▸ YOUR INSTRUCTIONS
Please continue the commit diff for vector shift up/down and insert zero from the line after its final one.

Implement vector shift up / down and insert zero with ps{rl}lq / ps{rl}ldq.

author Evan Cheng <evan.cheng@apple.com>

Thu, 29 May 2008 08:22:04 +0000 (08:22 +0000)

committer Evan Cheng <evan.cheng@apple.com>

Thu, 29 May 2008 08:22:04 +0000 (08:22 +0000)
author Evan Cheng <evan.cheng@apple.com>
Thu, 29 May 2008 08:22:04 +0000 (08:22 +0000)
committer Evan Cheng <evan.cheng@apple.com>
Thu, 29 May 2008 08:22:04 +0000 (08:22 +0000)
diff --git a/lib/CodeGen/SelectionDAG/SelectionDAG.cpp b/lib/CodeGen/SelectionDAG/SelectionDAG.cpp

index 44c72b6bec4c89cc1a1d02be1b61866ed042b39c..24954d75d2e57c94ef37ce9a87004846ddfd86b4 100644 (file)
--- a/lib/CodeGen/SelectionDAG/SelectionDAG.cpp
+++ b/lib/CodeGen/SelectionDAG/SelectionDAG.cpp
@@ -1853,10 +1853,17 @@ SDOperand SelectionDAG::getShuffleScalarElt(const SDNode *N, unsigned Idx) {
    unsigned NumElems = PermMask.getNumOperands();
    SDOperand V = (Idx < NumElems) ? N->getOperand(0) : N->getOperand(1);
    Idx %= NumElems;
-  if (V.getOpcode() == ISD::SCALAR_TO_VECTOR) {
-    return (Idx == 0)
-     ? V.getOperand(0) : getNode(ISD::UNDEF, MVT::getVectorElementType(VT));
+
+  if (V.getOpcode() == ISD::BIT_CONVERT) {
+    V = V.getOperand(0);
+    if (MVT::getVectorNumElements(V.getValueType()) != NumElems)
+      return SDOperand();
    }
+  if (V.getOpcode() == ISD::SCALAR_TO_VECTOR)
+    return (Idx == 0) ? V.getOperand(0)
+                      : getNode(ISD::UNDEF, MVT::getVectorElementType(VT));
+  if (V.getOpcode() == ISD::BUILD_VECTOR)
+    return V.getOperand(Idx);
    if (V.getOpcode() == ISD::VECTOR_SHUFFLE) {
      SDOperand Elt = PermMask.getOperand(Idx);
      if (Elt.getOpcode() == ISD::UNDEF)
diff --git a/lib/Target/X86/X86ISelLowering.cpp b/lib/Target/X86/X86ISelLowering.cpp

index 5343971d34b3560798f568c7a1e65992cb874a33..d194d38e1ce6e3073fb2e809a45331b2bcf86f47 100644 (file)

▸ ENTRIES SHOWN
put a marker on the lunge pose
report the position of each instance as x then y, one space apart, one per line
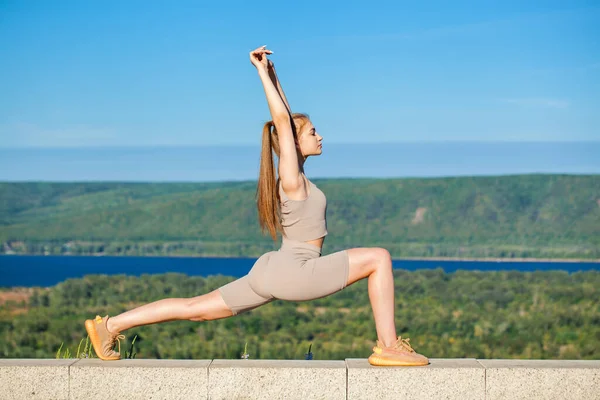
291 205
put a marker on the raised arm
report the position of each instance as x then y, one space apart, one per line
289 167
275 80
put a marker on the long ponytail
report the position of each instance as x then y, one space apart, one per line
267 197
267 193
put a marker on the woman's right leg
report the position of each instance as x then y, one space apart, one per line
376 265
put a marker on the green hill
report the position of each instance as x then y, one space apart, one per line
544 216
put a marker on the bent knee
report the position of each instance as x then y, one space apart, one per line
382 257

▸ OUTPUT OF THE EXERCISE
--- a/lib/Target/X86/X86ISelLowering.cpp
+++ b/lib/Target/X86/X86ISelLowering.cpp
@@ -2923,6 +2923,70 @@ static SDOperand getShuffleVectorZeroOrUndef(SDOperand V2, unsigned Idx,
    return DAG.getNode(ISD::VECTOR_SHUFFLE, VT, V1, V2, Mask);
  }
  
+/// getNumOfConsecutiveZeros - Return the number of elements in a result of
+/// a shuffle that is zero.
+static
+unsigned getNumOfConsecutiveZeros(SDOperand Op, SDOperand Mask,
+                                  unsigned NumElems, bool Low,
+                                  SelectionDAG &DAG) {
+  unsigned NumZeros = 0;
+  for (unsigned i = 0; i < NumElems; ++i) {
+    SDOperand Idx = Mask.getOperand(Low ? i : NumElems-i-1);
+    if (Idx.getOpcode() == ISD::UNDEF) {
+      ++NumZeros;
+      continue;
+    }
+    unsigned Index = cast<ConstantSDNode>(Idx)->getValue();
+    SDOperand Elt = DAG.getShuffleScalarElt(Op.Val, Index);
+    if (Elt.Val && isZeroNode(Elt))
+      ++NumZeros;
+    else
+      break;
+  }
+  return NumZeros;
+}
+
+/// isVectorShift - Returns true if the shuffle can be implemented as a
+/// logical left or right shift of a vector.
+static bool isVectorShift(SDOperand Op, SDOperand Mask, SelectionDAG &DAG,
+                          bool &isLeft, SDOperand &ShVal, unsigned &ShAmt) {
+  unsigned NumElems = Mask.getNumOperands();
+
+  isLeft = true;
+  unsigned NumZeros= getNumOfConsecutiveZeros(Op, Mask, NumElems, true, DAG);
+  if (!NumZeros) {
+    isLeft = false;
+    NumZeros = getNumOfConsecutiveZeros(Op, Mask, NumElems, false, DAG);
+    if (!NumZeros)
+      return false;
+  }
+
+  bool SeenV1 = false;
+  bool SeenV2 = false;
+  for (unsigned i = NumZeros; i < NumElems; ++i) {
+    unsigned Val = isLeft ? (i - NumZeros) : i;
+    SDOperand Idx = Mask.getOperand(isLeft ? i : (i - NumZeros));
+    if (Idx.getOpcode() == ISD::UNDEF)
+      continue;
+    unsigned Index = cast<ConstantSDNode>(Idx)->getValue();
+    if (Index < NumElems)
+      SeenV1 = true;
+    else {
+      Index -= NumElems;
+      SeenV2 = true;
+    }
+    if (Index != Val)
+      return false;
+  }
+  if (SeenV1 && SeenV2)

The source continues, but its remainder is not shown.